[GOAL OF THE EXERCISE]:
Copy the items below word for word, starting at the line that contains "Provide one point per instance of the ornate" and ending at the line that contains "108), (125, 108)]", with both of those lines included.

Extracted records:
○ ○ ○ ○ ○

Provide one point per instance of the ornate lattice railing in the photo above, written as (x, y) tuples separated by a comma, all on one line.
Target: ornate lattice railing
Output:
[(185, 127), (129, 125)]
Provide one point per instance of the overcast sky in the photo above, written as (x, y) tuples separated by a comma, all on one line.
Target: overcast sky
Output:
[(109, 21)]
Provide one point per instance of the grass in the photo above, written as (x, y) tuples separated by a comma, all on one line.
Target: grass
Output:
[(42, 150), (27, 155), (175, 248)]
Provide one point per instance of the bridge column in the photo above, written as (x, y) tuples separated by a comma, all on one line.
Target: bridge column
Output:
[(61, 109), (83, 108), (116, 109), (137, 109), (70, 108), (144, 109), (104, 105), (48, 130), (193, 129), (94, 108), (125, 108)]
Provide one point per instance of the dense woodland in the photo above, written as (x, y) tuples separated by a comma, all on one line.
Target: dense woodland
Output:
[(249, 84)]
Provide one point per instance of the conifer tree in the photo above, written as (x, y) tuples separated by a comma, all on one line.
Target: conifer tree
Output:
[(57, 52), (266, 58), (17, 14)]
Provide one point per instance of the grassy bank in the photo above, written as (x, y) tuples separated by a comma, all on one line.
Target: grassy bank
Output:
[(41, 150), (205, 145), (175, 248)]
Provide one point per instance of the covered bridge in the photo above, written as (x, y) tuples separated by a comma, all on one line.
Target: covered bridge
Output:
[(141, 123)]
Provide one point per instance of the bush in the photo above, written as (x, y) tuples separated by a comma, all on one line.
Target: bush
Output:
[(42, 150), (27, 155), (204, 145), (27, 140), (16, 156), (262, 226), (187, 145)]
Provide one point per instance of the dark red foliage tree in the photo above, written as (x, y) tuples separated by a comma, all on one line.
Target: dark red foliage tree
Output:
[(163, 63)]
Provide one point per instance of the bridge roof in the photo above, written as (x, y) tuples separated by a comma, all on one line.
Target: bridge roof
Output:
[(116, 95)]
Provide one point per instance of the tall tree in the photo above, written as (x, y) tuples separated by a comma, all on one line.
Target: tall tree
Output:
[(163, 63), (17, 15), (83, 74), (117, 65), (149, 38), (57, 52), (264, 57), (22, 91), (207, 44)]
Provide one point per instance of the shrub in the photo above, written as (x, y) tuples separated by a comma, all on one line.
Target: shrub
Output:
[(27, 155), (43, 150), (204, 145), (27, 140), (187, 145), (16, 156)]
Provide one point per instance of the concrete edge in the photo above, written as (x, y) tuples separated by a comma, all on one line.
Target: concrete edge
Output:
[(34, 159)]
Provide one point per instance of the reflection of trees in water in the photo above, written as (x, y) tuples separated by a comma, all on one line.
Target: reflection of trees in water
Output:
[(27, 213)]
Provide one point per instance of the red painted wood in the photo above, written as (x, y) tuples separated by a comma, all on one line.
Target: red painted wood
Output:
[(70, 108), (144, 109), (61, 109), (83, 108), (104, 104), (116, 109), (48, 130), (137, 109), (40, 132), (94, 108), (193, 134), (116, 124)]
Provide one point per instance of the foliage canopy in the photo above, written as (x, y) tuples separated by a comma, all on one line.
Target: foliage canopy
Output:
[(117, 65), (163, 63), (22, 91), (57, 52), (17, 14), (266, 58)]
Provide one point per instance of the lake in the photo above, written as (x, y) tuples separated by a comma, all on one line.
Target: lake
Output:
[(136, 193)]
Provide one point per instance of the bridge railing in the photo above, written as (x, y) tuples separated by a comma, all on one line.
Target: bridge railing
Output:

○ ○ ○ ○ ○

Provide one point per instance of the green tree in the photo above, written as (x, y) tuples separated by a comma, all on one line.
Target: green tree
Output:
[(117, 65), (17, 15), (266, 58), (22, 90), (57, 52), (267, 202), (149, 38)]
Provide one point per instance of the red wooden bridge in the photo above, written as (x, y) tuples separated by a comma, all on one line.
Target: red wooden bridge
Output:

○ ○ ○ ○ ○

[FINISHED EXERCISE]:
Provide one point per instance of the ornate lattice railing in the photo above, written as (x, y) tuples separated by a comma, all on one line.
Target: ornate lattice railing
Output:
[(185, 127), (129, 125)]
Provide one point per instance of the overcast sky in the photo above, written as (x, y) tuples separated by a comma, all on one line.
Target: overcast sky
Output:
[(109, 21)]
Provide one point per instance of the grass in the photo above, written as (x, y) tuples separated by a comma, all on one line.
Target: grass
Output:
[(42, 150), (27, 155), (175, 248)]
Provide one point per instance of the bridge column in the photo above, written as (x, y) tuples separated by a comma, all on one line.
Target: bridge column
Output:
[(61, 109), (83, 108), (116, 109), (137, 109), (70, 108), (144, 109), (104, 105), (48, 130), (193, 129), (94, 108), (125, 108)]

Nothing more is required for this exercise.